*Exercícios:*
• 1. Reescreva o trecho sobre saneamento entre "Inicialmente, a equipe" e "do futuro concessionário.", inclusive, substituindo "leilão" por "pregão".
• 2. Segundo o trecho sobre saneamento, quantas linhas de crédito o BNDES oferece para projetos dessa área?
• 3. Como você continuaria o trecho sobre saneamento a partir da última frase apresentada?

*Trecho para leitura:*
===============

O CEO da petroquímica Unipar, Mauricio Russomanno, salienta que caberá aos novos gestores públicos a elaboração de estratégias para a universalização dos serviços de saneamento. Segundo ele, é fundamental que os prefeitos eleitos assumam seus cargos cientes da urgência e da importância dessas obras, sob o risco de sofrerem penalização por descumprir os prazos estabelecidos na lei. “É bem provável que metade do próximo mandato seja destinada aos ajustes para viabilizar essas obras, como processos de licitação, prazos necessários para as empresas interessadas comprovarem que têm capacidade técnica e financeira para o projeto. Se nada for feito até 2025, o cronograma de obras não se cumpre até 2033”, pontua.

Russomano destaca que para ampliar o saneamento básico no Brasil e reverter o cenário atual é fundamental viabilizar parcerias entre as prefeituras, a iniciativa privada e os bancos de fomento. “O importante é desonerar as prefeituras, que estão vindo de um momento de pandemia e com os serviços sobrecarregados em áreas como saúde, educação e assistência social”, analisa o CEO da Unipar.

FINANCIAMENTO

O Banco Nacional de Desenvolvimento Econômico e Social (BNDES) – principal instrumento do Governo Federal para financiamento de longo prazo – oferece quatro linhas de crédito destinadas a projetos na área de saneamento. Por meio da assessoria de imprensa, o órgão informa que, além do financiamento, também oferece apoio aos gestores públicos na estruturação de projetos de concessões.

Inicialmente, a equipe técnica do BNDES realiza um diagnóstico da prestação atual dos serviços, levando em consideração diversos aspectos: jurídico, financeiro, operacional, ambiental, entre outros. Com base no resultado é desenvolvido um modelo de negócios para propiciar a universalização dos serviços de saneamento para a população, a partir dos investimentos necessários.

A etapa de implantação do projeto segue o fluxo tradicional dos órgãos públicos, com a elaboração do edital de licitação e do contrato de concessão, realização de consulta pública, audiência pública e road show para apresentação do projeto aos investidores. Depois dessas etapas, é feito o lançamento do edital da concessão e realizado o leilão para definição do futuro concessionário.

===============

*Material de estudo:*
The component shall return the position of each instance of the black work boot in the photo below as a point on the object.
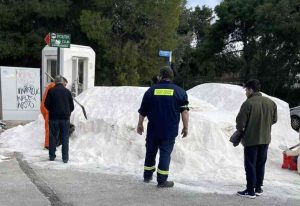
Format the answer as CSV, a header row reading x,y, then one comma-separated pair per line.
x,y
166,184
147,180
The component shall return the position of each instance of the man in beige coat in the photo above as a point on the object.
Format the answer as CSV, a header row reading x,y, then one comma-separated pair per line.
x,y
255,119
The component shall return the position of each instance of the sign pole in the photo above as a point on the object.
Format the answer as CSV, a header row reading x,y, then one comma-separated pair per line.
x,y
58,61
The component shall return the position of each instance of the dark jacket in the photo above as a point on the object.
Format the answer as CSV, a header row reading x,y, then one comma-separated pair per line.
x,y
255,118
59,103
162,104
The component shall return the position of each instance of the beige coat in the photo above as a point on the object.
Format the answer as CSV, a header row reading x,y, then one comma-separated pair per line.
x,y
295,152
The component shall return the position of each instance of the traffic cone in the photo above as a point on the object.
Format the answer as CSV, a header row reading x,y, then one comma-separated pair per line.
x,y
286,161
293,164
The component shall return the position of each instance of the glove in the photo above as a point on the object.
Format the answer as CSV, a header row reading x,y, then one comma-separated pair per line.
x,y
236,137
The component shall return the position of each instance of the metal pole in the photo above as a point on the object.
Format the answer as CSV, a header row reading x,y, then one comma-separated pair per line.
x,y
58,61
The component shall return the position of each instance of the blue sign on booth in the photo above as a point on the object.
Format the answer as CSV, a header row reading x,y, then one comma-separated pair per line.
x,y
164,53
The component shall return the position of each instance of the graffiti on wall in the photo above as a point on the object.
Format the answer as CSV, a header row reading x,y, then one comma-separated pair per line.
x,y
28,90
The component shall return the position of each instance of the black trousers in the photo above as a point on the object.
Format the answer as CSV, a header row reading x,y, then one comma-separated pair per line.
x,y
59,127
255,158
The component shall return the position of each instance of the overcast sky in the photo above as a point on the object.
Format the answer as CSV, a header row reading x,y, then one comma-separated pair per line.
x,y
209,3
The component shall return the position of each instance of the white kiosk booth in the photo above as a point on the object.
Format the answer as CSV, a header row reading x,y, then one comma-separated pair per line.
x,y
77,65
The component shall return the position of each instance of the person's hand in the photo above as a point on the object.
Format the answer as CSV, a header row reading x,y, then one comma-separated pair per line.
x,y
140,129
184,132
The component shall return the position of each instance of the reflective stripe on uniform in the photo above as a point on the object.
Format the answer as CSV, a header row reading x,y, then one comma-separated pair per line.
x,y
185,107
164,92
149,168
162,172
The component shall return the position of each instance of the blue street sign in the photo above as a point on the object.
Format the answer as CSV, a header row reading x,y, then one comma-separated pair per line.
x,y
164,53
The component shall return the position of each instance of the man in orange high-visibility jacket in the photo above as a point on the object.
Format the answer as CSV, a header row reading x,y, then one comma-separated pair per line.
x,y
45,114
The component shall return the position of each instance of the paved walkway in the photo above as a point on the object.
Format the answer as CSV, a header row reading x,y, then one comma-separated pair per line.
x,y
24,184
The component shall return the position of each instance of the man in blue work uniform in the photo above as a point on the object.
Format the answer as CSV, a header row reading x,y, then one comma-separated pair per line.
x,y
162,104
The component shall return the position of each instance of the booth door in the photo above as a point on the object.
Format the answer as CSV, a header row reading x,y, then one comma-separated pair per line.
x,y
78,75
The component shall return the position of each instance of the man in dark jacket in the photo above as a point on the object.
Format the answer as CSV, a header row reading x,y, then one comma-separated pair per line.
x,y
162,104
255,119
59,103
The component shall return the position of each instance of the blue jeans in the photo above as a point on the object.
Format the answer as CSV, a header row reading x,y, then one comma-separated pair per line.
x,y
59,129
255,158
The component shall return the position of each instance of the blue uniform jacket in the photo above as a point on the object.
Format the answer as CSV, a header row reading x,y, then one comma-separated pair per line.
x,y
162,104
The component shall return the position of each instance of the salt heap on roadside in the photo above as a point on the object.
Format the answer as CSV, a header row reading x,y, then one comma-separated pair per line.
x,y
108,139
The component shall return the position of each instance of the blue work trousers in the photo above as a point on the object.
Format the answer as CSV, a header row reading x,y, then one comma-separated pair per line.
x,y
165,147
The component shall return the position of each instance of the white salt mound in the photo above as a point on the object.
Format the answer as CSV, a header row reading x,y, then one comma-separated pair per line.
x,y
204,161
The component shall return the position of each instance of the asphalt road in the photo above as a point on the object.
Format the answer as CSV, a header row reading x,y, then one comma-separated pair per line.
x,y
25,184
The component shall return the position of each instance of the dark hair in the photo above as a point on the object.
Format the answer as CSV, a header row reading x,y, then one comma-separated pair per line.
x,y
253,84
166,73
58,79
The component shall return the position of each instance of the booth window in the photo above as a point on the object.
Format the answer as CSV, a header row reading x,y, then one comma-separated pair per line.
x,y
51,69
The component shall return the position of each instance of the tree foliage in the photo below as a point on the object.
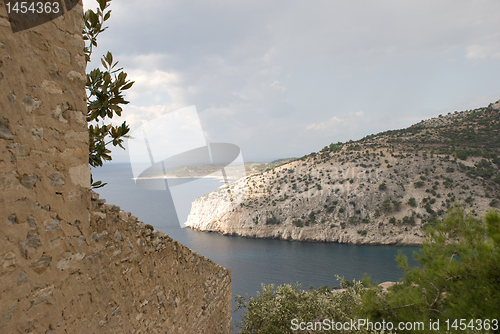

===============

*Gabarito:*
• 1.
Inicialmente, a equipe técnica do BNDES realiza um diagnóstico da prestação atual dos serviços, levando em consideração diversos aspectos: jurídico, financeiro, operacional, ambiental, entre outros. Com base no resultado é desenvolvido um modelo de negócios para propiciar a universalização dos serviços de saneamento para a população, a partir dos investimentos necessários.

A etapa de implantação do projeto segue o fluxo tradicional dos órgãos públicos, com a elaboração do edital de licitação e do contrato de concessão, realização de consulta pública, audiência pública e road show para apresentação do projeto aos investidores. Depois dessas etapas, é feito o lançamento do edital da concessão e realizado o pregão para definição do futuro concessionário.

• 2. Quatro linhas de crédito.

• 3.
De acordo com Cláudia Lins, supervisora do Núcleo de Desenvolvimento Territorial da Confederação Nacional dos Municípios (CNM), o Congresso aprovou o novo Marco Legal do Saneamento, mas a entidade ainda aguarda a apreciação dos vetos para poder fornecer os subsídios necessários às prefeituras. Estão previstos cursos remotos e publicações técnicas para orientar os gestores públicos.

Cláudia explica que a CNM vê de forma positiva a participação da iniciativa privada na estruturação e implantação de projetos de saneamento básico. Porém, ela ressalta que a grande preocupação é com as cidades menores, que têm poucos atrativos para os investidores, além de uma limitada capacidade de articulação. “90% dos municípios brasileiros são de pequeno porte. Se a lógica for regionalizar para ganhar escala, queremos ver se isso realmente vai acontecer”, aponta, referindo-se às cidades com pouco adensamento populacional ou distantes dos grandes centros e que podem representar altos investimentos em infraestrutura às empresas que ganharem as concessões.

Victor Borges, presidente executivo da Rede Nacional de Consórcios Públicos, destaca que o Marco Legal do Saneamento propõe a competição pela prestação do serviço no país. E, para implantar os projetos, a lei determina que os municípios formem blocos e se organizem em grupos. “Cada região do país está num estágio diferente. O que vemos em comum é a necessidade de trabalhar a integração entre os municípios”, pontua.

Borges ressalta que a entidade acompanhou desde o início a tramitação da lei e entende que se trata de uma tarefa que envolve todas as esferas governamentais, Ministério Público, Tribunais de Contas, agências regulatórias, universidades, sociedade e os investidores. “O problema do saneamento é regional. Os bons projetos precisam ter escala, segurança jurídica, interesse coletivo e dialogar com empresas públicas e privadas”, completa.